**What the task requires**
Images are to be excluded, and the rest of the data repeated exactly.

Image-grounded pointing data
□ □ □ □ □ □ □

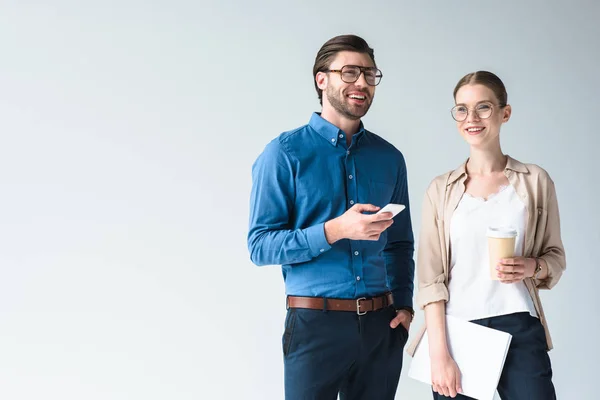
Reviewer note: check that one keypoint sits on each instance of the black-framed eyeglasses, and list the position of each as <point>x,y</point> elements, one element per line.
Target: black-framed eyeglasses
<point>482,110</point>
<point>351,73</point>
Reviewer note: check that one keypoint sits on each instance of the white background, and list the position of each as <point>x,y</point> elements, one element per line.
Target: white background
<point>128,132</point>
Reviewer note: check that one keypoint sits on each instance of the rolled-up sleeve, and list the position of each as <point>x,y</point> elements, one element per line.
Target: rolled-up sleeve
<point>552,250</point>
<point>430,265</point>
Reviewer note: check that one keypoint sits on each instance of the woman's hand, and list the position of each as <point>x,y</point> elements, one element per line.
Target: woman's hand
<point>511,270</point>
<point>445,376</point>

□ □ □ □ □ □ □

**Answer**
Reviewer note: check that one keypoint sits on each instance of the black-framed eyeglasses, and list the position of each as <point>x,y</point> elements, one element per line.
Target: black-framed eyeglasses
<point>482,110</point>
<point>351,73</point>
Reviewer note: check that one keypoint sits on each instance of the white background, and list the position of each as <point>x,y</point> elements, one element per line.
Target: white background
<point>128,132</point>
Reviewer note: check that one keypoint sits on each instance of the rolled-up sleeve, and list the position of each as <point>x,y</point> elements, one element per line.
Target: rolled-up sleeve
<point>552,250</point>
<point>430,265</point>
Reviewer note: check that one keypoint sits on each instance of the woman's hand, and list the position of each as <point>x,y</point> elements, one element per line.
Target: woman's hand
<point>511,270</point>
<point>445,376</point>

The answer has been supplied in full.